▶ _SET TASK_:
Reproduce every line of the material below word for word, leaving out the pictures.

-- START THE RECORDS --

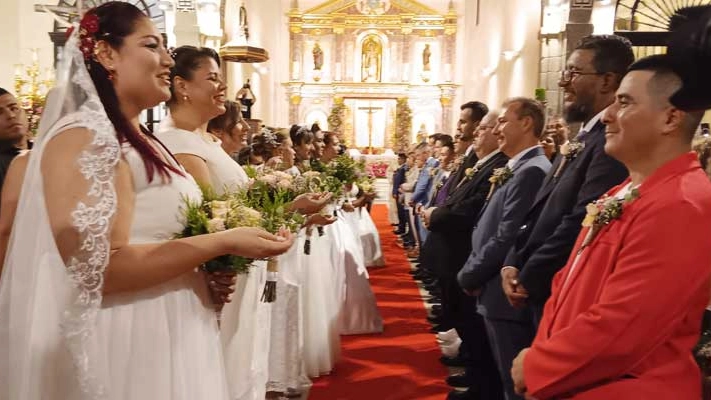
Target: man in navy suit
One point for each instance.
(592, 75)
(512, 191)
(399, 179)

-- END THE RECORDS --

▶ _WORKED SOLUTION_:
Target: man in navy suit
One point for each instance.
(592, 75)
(512, 191)
(399, 179)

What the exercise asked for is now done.